Is pension tax relief soon to suffer its own Brexit?

Scottish rate of income tax in effect from 6 April

clock • 4 min read

Mark Canning explores the introduction of the Scottish rate of income tax and its "interesting" consequences for pension tax relief...

OK, my fellow Scots... firstly the good news!

From 6 April 2016 the Scottish rate of income tax (SRIT) has at last been implemented.

This results in the income tax rates set by UK government that apply to the rest of the UK (rUK), being reduced by 10p in the pound.

The not so good news is that the Scottish government then imposes a SRIT on top of this. For 2016/17 it has kept SRIT at 10% - so overall exactly the same as the rUK rate.

While the Scottish government does not have the power to vary SRIT by tax band, the Scotland Act 2016 provides the Scottish parliament with additional powers.

These include the ability to set the rates and thresholds that will apply to all non-savings non-dividend income tax paid by Scottish taxpayers.

And this is where life might just be about to get "interesting" in the field of pension taxation! Let's take a look at some points to consider...

 

How do HMRC determine "who" a Scottish taxpayer is?

Provided material:
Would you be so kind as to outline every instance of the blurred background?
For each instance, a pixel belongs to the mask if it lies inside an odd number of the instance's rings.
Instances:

Problem: Pick up the article on the Scottish rate of income tax and pension tax relief after its last line and keep writing it. The listing plays no part here.

Reply:
SRIT will only be payable by Scottish taxpayers. HM Revenue & Customs (HMRC) will determine who falls under that definition by virtue of where an individual's main place of residence is. HMRC will write to those affected by the new tax. 

In addition, in order to be deemed a Scottish taxpayer, the person must also be UK resident for tax purposes.

Individuals with more than one place of residence in the UK will need to determine which of these has been their "main" place of residence - i.e. which they have resided in for the largest part of the tax year.

If a main place of residence cannot be identified, then individuals will have to count the days they spend in Scotland versus rUK. If they spend more days in Scotland they will be a Scottish taxpayer.

Any individual who meets the definition of a Scottish taxpayer will be deemed so for the whole tax year. From 2016 all Scottish residents will have an "S" prefix added to their tax code to help identify them.

 

How do the changes impact pension schemes & providers?

The government has agreed that registered pension scheme administrators and pension providers have until April 2018 to put in place the changes necessary to their IT systems that will allow them to claim... at the correct rate. Until then all relief at source (RAS) claims will be made at the rUK basic rate.

From 2018, the main impacts on tax relief will be on schemes and arrangements which operate on a RAS basis - i.e. mainly "contract based" schemes such as personal pensions including self-invested personal pensions.

Such schemes will need to operate different "grossing up" for Scottish taxpayers from rUK if and when Scotland has different income tax rates.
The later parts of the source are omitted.